Work to do:
(a) In the post about a failed home NAS, what model of NAS won't power on?
(b) Transcribe part of the post about a failed home NAS, starting at the words "The inevitable happened" and stopping after the words "going to be OK.".

Selected excerpt:
The inevitable happened to me today. I had something fail, and it’s wasn’t just a “little” something, either. My Synology DS1515+ NAS just won’t power on. This is the device that houses basically all of my data. I’ve got it configured in a RAID setup (I’ll talk about this more later), but the actual device just is dead. There was a power outage earlier today in a good portion of the city and I powered off my units before the battery backups were drained. When the power was restored, everything came back up but my NAS. The thing is, I’m sitting here very calm and not feeling panic in the least because I know I’m going to be OK.
But this wasn’t always the case. About 7 years ago I lost a TON of data. Basically everything. All my photos, music, movies, documents. It was a mess and I was devastated. I’d built a NAS on Ubuntu and had 5 drives in a RAID configuration – only 3 drives died and I had no idea until it was too late. I still have that server and there’s a reasonable chance I can recover a good portion of my data, but it’ll be $2500 and frankly I’ve been OK with that data loss. But, I learned a very valuable lesson and I’ll never let it happen again.

Data shown:
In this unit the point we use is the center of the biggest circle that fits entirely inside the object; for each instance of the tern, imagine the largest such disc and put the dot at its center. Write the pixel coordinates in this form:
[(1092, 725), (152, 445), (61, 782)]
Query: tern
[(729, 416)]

Answers to the exercises:
(a) A Synology DS1515+.

(b)
The inevitable happened to me today. I had something fail, and it’s wasn’t just a “little” something, either. My Synology DS1515+ NAS just won’t power on. This is the device that houses basically all of my data. I’ve got it configured in a RAID setup (I’ll talk about this more later), but the actual device just is dead. There was a power outage earlier today in a good portion of the city and I powered off my units before the battery backups were drained. When the power was restored, everything came back up but my NAS. The thing is, I’m sitting here very calm and not feeling panic in the least because I know I’m going to be OK.